== DIRECTIVE ==
Which lines in the records below contain the word "woman"? Pull out each of those lines and copy it in full.

== EXTRACTED RECORDS ==
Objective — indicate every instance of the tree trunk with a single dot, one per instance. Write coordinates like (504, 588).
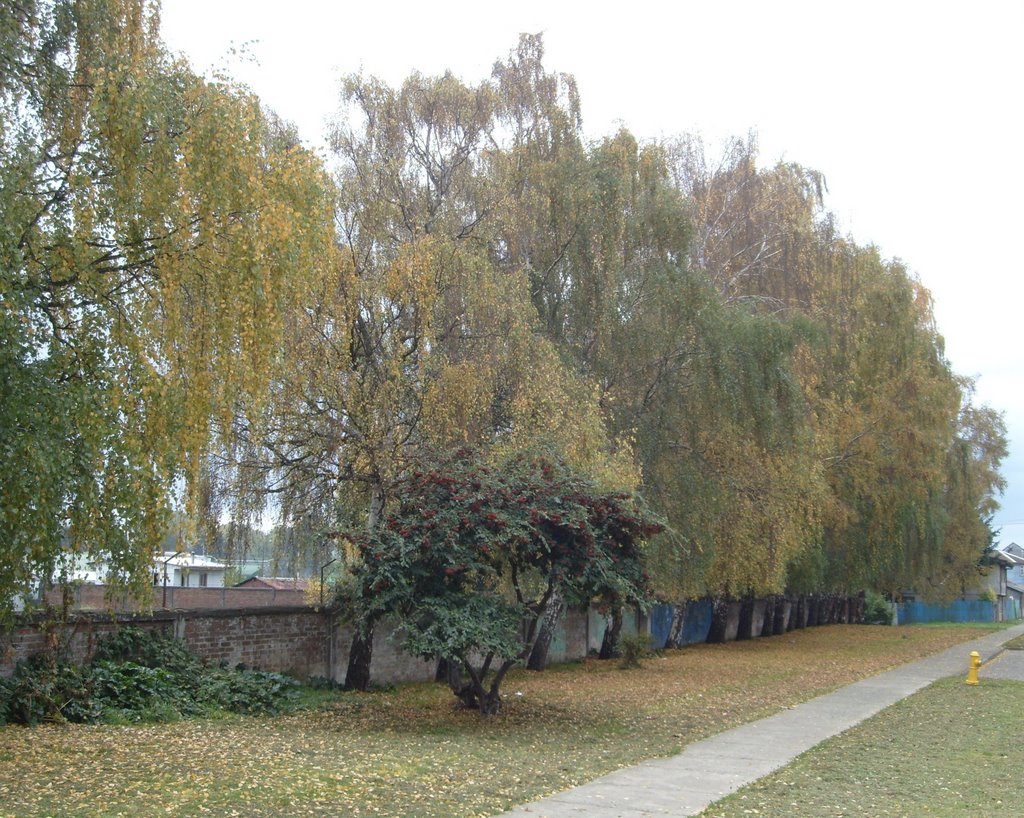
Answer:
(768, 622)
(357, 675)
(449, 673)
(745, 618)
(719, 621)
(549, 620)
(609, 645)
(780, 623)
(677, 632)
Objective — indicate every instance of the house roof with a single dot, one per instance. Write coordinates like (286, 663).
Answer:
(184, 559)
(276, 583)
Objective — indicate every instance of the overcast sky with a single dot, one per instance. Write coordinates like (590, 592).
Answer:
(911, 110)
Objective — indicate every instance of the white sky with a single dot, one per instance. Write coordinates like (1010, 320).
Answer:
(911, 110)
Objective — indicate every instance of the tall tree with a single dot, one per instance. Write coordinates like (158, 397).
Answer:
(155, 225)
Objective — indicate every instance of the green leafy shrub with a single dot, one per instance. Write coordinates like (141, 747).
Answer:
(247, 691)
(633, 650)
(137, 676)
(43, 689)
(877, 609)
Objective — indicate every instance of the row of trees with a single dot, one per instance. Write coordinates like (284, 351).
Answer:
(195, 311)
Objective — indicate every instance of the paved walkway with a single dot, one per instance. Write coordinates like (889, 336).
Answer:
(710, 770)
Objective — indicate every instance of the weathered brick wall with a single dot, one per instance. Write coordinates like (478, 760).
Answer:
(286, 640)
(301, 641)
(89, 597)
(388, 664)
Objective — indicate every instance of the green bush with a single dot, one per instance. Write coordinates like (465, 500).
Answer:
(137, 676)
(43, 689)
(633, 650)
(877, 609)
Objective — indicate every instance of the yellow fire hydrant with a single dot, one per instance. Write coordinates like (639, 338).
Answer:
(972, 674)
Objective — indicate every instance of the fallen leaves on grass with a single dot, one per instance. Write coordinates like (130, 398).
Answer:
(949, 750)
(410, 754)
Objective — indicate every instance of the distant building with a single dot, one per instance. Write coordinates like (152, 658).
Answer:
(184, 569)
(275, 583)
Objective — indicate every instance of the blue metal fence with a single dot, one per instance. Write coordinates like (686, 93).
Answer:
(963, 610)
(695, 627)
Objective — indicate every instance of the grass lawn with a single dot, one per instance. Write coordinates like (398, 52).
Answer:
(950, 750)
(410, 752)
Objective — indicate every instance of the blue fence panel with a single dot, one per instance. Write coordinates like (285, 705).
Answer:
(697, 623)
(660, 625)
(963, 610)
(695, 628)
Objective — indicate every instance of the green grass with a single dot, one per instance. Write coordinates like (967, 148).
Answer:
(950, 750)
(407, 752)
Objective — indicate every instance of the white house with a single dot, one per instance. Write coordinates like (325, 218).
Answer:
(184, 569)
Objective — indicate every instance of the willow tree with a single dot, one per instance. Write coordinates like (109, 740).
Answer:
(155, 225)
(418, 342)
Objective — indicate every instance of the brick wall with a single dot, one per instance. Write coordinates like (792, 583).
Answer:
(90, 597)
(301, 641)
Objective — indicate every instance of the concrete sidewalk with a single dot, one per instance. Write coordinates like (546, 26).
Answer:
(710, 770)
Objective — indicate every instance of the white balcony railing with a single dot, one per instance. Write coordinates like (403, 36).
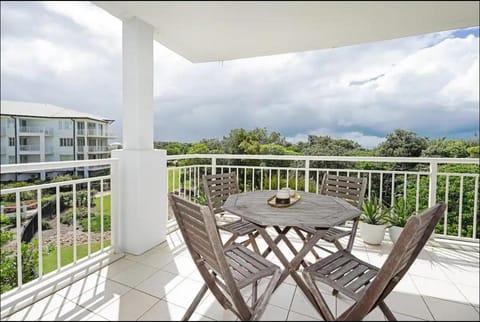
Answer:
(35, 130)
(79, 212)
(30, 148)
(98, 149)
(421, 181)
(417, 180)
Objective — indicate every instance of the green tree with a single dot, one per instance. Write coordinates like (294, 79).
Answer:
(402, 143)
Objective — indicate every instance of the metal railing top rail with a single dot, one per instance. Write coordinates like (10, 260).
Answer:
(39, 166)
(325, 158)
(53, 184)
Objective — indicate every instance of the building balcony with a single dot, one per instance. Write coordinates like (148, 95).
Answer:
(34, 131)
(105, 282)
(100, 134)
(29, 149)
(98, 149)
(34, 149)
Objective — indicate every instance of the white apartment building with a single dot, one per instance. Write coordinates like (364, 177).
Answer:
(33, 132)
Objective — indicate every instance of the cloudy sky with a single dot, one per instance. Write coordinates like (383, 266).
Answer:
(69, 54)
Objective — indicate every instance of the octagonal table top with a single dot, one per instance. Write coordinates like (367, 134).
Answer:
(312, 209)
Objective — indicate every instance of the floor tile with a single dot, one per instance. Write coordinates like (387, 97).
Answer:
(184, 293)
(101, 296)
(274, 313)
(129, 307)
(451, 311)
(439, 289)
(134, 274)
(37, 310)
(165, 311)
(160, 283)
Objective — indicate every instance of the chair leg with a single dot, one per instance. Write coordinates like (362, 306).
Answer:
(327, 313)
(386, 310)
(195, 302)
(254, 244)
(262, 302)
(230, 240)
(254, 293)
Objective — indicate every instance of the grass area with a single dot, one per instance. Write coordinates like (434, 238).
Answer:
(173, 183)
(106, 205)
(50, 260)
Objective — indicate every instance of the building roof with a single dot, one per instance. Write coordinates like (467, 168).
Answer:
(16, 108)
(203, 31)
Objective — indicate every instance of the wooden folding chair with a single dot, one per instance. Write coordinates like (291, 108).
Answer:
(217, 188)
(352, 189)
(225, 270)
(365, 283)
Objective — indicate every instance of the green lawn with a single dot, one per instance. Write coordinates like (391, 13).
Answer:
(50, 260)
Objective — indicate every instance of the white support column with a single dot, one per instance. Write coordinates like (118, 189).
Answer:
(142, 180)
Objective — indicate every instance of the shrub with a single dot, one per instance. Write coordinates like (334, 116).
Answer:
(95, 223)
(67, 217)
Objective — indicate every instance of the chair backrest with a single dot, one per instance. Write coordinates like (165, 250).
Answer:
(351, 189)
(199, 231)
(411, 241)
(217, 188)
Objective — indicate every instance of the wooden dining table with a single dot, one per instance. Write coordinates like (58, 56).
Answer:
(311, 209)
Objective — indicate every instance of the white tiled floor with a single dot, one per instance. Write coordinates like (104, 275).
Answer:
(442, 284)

--

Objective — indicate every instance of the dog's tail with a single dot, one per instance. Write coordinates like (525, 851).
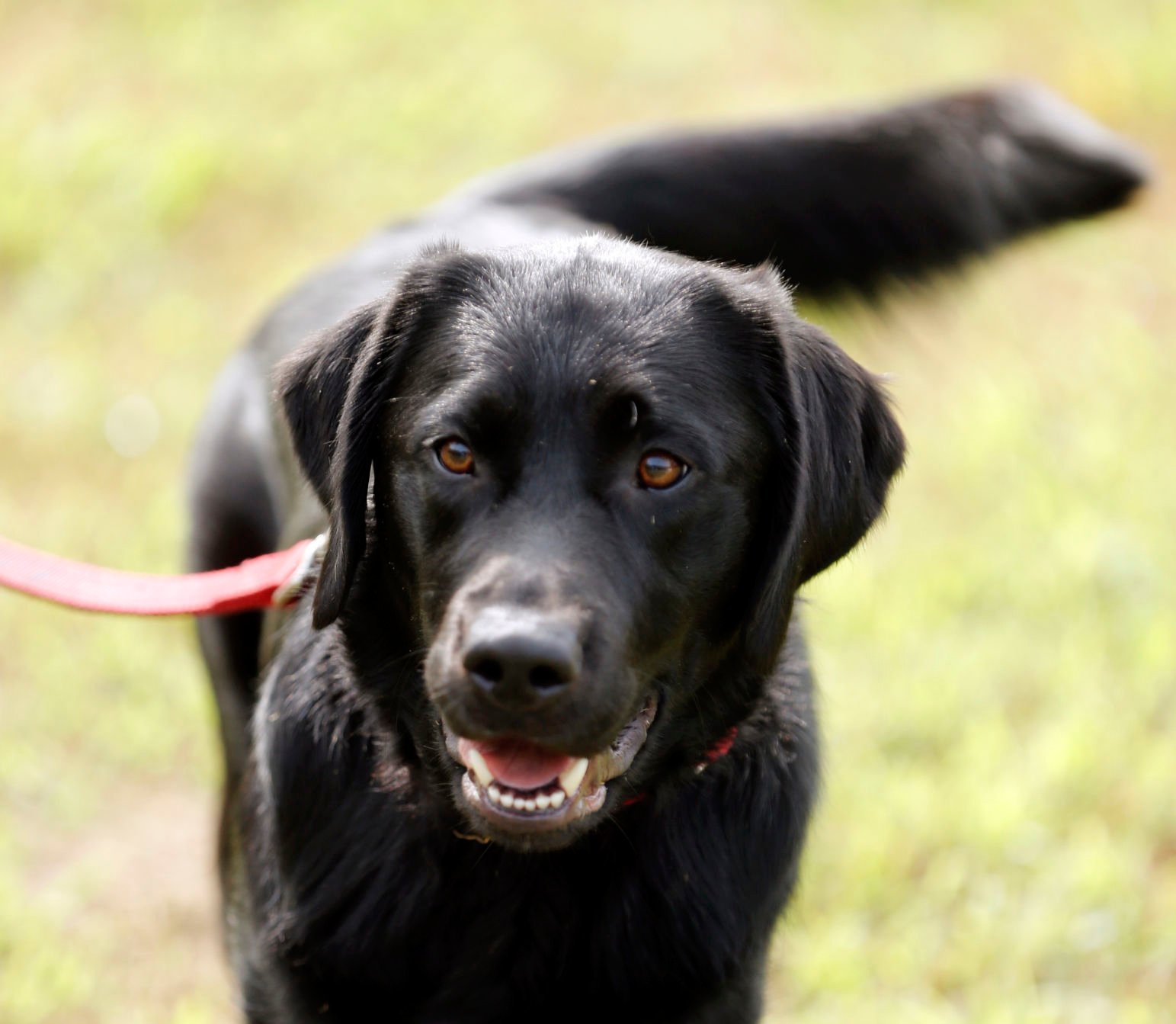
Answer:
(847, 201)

==

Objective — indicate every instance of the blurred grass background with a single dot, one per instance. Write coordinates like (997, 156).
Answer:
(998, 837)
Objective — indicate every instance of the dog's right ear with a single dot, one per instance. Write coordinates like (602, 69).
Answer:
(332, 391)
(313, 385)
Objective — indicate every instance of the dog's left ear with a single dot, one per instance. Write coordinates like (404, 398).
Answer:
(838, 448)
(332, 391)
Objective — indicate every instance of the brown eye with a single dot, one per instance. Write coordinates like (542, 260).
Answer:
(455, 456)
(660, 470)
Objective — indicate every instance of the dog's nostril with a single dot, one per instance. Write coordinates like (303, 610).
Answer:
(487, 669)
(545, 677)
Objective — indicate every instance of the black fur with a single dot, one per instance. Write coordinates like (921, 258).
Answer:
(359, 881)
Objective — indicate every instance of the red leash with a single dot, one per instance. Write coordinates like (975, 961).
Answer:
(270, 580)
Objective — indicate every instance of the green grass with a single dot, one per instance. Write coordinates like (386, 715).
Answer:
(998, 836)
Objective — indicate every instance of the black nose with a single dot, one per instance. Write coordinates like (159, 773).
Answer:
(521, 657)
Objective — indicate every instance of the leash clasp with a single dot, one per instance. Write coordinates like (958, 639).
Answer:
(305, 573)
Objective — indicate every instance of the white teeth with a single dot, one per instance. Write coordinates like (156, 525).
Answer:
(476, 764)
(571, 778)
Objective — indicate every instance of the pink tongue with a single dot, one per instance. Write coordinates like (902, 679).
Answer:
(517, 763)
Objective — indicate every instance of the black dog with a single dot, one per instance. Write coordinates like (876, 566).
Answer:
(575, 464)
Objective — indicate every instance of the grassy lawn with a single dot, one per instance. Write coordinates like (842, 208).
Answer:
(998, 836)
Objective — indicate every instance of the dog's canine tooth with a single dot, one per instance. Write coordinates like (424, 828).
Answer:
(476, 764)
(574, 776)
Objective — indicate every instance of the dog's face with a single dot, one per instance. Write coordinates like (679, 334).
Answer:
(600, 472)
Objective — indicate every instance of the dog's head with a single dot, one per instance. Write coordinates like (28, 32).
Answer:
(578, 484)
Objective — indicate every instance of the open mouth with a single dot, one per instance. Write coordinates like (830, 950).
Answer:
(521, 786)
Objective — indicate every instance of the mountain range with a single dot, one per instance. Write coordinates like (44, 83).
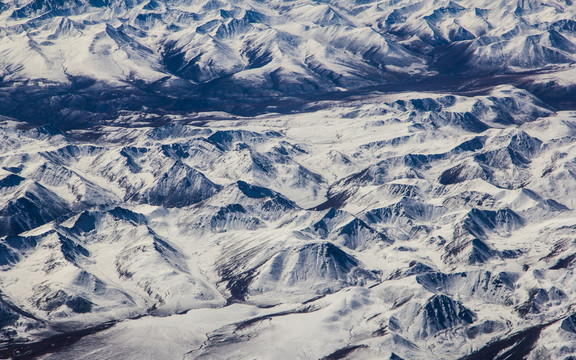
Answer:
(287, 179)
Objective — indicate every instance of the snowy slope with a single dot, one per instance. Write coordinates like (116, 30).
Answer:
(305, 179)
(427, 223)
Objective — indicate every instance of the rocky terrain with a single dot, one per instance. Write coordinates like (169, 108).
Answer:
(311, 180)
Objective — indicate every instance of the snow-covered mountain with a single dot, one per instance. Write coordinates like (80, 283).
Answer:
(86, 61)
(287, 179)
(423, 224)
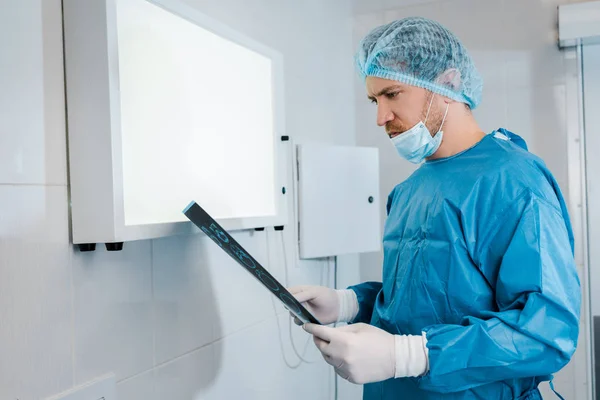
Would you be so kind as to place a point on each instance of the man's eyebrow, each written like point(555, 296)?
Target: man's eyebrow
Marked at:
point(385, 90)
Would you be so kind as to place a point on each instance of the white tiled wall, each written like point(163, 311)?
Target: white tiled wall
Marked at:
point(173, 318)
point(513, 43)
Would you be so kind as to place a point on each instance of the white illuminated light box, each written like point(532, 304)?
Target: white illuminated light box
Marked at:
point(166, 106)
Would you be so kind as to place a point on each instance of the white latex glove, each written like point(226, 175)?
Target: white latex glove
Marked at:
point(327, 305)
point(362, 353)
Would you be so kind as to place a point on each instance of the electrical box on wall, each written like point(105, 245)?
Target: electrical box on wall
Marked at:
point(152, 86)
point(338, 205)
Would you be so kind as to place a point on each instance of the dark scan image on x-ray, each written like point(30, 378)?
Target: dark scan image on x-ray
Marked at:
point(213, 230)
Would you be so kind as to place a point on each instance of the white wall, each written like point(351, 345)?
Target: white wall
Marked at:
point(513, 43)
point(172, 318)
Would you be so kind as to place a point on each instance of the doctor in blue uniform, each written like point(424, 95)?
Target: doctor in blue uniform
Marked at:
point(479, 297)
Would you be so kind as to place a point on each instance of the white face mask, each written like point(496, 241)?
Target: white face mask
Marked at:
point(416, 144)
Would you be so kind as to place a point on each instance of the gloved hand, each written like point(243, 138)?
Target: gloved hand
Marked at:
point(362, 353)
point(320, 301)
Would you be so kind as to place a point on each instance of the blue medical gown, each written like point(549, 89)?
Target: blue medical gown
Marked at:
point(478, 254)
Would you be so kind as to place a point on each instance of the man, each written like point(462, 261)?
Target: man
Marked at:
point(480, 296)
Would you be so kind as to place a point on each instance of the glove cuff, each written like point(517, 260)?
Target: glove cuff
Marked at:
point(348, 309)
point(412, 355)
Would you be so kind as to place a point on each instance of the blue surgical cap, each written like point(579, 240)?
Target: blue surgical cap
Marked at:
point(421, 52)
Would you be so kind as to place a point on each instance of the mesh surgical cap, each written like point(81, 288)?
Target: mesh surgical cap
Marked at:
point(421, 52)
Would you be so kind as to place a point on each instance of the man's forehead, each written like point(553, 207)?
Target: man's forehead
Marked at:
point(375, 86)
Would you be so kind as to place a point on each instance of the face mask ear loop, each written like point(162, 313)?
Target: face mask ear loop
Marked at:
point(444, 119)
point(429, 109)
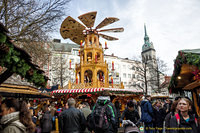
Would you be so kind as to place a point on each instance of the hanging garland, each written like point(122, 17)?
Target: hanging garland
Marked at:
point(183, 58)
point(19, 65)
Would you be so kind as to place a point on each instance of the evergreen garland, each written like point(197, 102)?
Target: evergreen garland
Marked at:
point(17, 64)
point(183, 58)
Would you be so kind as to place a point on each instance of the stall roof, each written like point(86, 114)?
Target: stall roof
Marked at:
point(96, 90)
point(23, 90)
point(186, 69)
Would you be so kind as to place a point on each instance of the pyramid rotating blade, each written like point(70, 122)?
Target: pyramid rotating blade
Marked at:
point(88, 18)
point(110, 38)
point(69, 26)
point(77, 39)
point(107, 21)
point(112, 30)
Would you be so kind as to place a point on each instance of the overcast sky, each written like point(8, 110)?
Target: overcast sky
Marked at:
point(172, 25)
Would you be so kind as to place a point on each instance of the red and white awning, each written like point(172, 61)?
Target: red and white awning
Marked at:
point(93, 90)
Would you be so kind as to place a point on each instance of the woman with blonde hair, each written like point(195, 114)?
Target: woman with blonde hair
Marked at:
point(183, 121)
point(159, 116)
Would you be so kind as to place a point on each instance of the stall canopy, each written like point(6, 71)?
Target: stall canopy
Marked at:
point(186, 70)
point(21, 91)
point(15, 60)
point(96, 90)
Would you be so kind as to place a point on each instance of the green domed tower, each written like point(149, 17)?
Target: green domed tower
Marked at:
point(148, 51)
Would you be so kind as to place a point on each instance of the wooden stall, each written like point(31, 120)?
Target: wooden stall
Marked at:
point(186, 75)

== FINAL RESULT ==
Would you be so kind as to place a point on each instance of the woman with blonde hair, each written like point(195, 114)?
Target: woman with blonde hair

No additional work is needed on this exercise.